# What you should do
Can you reproduce the entries between the line holding "Segment every instance of the silver" and the end of the entries, inclusive, in full, wording and all, with every coordinate in the answers shifted up by 28?

# Supplied material

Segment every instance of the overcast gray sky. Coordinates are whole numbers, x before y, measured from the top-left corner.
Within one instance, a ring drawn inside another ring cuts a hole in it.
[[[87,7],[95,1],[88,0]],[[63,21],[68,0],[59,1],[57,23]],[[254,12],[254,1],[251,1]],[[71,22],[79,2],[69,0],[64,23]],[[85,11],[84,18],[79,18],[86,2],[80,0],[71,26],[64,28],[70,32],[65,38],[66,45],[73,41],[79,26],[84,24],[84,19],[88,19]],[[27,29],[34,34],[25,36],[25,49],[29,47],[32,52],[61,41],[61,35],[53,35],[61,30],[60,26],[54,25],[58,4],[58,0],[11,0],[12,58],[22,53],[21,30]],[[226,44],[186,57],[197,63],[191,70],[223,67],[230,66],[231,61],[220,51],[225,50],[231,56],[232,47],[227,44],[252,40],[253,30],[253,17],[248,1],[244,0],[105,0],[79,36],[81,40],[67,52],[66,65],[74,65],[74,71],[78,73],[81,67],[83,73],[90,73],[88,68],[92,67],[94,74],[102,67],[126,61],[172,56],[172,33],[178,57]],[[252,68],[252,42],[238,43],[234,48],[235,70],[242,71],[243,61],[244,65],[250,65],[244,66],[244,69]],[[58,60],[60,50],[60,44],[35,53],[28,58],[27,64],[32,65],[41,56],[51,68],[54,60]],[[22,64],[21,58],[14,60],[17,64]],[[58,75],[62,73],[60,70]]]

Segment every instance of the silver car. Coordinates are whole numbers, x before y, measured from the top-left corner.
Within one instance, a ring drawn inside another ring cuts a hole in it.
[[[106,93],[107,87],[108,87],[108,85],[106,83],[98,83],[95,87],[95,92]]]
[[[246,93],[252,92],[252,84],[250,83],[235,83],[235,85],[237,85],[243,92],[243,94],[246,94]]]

# Response below
Segment every instance of the silver car. Coordinates are whole numbers, x before y, measured from the top-left corner.
Within one instance, a ring drawn inside another ring cuts a hole in it.
[[[134,121],[135,115],[136,115],[136,113],[134,111],[126,111],[123,115],[123,120]]]
[[[274,121],[280,120],[280,112],[278,111],[263,111],[263,113],[265,113],[271,120],[271,122],[274,122]]]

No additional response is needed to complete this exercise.